■ PETUNJUK LATIHAN ■
Sunting teks tentang kunjungan PWI Pesawaran ke Monumen Pers Nasional. Tulis ulang bagian antara "SURAKARTA – Rombongan" dan "perjuangan jurnalis Indonesia.", termasuk keduanya, dengan mengganti "napak tilas" menjadi "ziarah sejarah".
╭─ TEKS BACAAN
SURAKARTA – Rombongan Persatuan Wartawan Indonesia (PWI) Kabupaten Pesawaran melakukan kunjungan napak tilas ke Monumen Pers Nasional di Surakarta, Selasa (22/04/2025), dalam rangkaian kegiatan studi komparasi sekaligus menggali kembali akar sejarah perjuangan jurnalis Indonesia.
Kunjungan ini bukan sekadar wisata sejarah. Lebih dari itu, rombongan ingin meresapi semangat para wartawan pendahulu yang menjadi pelopor kebebasan pers di masa penjajahan. Jejak perjuangan itu bermula dari pendirian Persatoean Djoernalis Indonesia (PERDI) pada 23 Desember 1933 di Solo, yang kemudian menjadi fondasi lahirnya Persatuan Wartawan Indonesia (PWI).
Pembentukan PERDI merupakan buah dari semangat kebangsaan para jurnalis Indonesia yang kala itu hadir dalam Kongres Indonesia Raya kedua. Nama organisasi ini diusulkan oleh J.D. Sjaranamual, tokoh pers asal Surabaya yang memimpin surat kabar Soeara Oemoem.
╰─
╭─ BARIS YANG DITAMPILKAN
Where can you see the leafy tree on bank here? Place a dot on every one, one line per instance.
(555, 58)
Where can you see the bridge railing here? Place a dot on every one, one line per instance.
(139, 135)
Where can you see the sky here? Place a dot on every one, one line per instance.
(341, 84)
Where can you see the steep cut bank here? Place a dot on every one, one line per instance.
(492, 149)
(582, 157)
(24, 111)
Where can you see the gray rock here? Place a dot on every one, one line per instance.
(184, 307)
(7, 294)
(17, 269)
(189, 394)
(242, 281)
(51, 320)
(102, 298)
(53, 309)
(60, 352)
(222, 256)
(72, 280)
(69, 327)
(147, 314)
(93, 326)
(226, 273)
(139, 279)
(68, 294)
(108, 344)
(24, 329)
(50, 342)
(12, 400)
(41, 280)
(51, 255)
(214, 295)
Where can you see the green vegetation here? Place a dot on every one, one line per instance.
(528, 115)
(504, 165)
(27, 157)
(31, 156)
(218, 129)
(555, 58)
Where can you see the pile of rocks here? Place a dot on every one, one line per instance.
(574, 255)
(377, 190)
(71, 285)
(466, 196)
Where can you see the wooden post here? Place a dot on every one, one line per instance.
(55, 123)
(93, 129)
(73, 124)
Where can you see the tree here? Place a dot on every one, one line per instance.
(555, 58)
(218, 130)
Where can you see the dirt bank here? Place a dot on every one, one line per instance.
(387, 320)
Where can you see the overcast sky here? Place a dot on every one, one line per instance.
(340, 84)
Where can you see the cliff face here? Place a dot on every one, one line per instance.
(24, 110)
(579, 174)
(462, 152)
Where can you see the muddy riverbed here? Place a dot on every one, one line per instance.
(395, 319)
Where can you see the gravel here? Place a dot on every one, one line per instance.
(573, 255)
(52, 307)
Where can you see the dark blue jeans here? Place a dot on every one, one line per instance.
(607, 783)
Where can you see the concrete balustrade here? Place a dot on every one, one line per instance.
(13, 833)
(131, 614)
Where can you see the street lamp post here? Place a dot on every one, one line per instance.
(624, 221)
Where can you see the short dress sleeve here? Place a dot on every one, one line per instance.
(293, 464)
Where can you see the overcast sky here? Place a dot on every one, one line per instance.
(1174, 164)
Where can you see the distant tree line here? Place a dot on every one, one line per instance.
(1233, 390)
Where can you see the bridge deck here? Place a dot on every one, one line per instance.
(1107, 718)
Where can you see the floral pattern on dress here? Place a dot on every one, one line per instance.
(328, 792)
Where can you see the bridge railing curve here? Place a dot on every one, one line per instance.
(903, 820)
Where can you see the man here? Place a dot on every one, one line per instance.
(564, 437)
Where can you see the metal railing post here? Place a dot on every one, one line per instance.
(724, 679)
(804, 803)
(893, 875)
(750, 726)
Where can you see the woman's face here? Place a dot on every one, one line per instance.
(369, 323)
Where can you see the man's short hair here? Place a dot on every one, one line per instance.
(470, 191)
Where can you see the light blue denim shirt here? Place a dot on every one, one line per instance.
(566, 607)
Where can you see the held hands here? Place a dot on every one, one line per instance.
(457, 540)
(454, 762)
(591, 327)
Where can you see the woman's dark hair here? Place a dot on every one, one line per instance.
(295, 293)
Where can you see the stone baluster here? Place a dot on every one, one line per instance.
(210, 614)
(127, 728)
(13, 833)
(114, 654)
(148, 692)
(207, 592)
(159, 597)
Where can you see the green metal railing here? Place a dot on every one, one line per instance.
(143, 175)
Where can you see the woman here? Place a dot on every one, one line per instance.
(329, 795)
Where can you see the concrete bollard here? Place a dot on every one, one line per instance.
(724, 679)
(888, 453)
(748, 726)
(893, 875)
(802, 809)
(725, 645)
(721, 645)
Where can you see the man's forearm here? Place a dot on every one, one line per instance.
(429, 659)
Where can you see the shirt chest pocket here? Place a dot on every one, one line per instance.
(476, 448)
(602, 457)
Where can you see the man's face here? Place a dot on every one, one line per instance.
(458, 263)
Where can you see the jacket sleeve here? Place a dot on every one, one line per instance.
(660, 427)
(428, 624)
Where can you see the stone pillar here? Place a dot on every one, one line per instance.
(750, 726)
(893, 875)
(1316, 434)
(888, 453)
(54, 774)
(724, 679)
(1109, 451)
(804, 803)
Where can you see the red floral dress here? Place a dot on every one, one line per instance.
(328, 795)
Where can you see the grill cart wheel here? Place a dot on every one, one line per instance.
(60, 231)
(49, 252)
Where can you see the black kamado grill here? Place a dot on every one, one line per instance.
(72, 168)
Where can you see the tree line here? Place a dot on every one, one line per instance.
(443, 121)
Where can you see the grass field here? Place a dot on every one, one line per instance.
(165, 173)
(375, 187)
╰─
■ JAWABAN LATIHAN ■
SURAKARTA – Rombongan Persatuan Wartawan Indonesia (PWI) Kabupaten Pesawaran melakukan kunjungan ziarah sejarah ke Monumen Pers Nasional di Surakarta, Selasa (22/04/2025), dalam rangkaian kegiatan studi komparasi sekaligus menggali kembali akar sejarah perjuangan jurnalis Indonesia.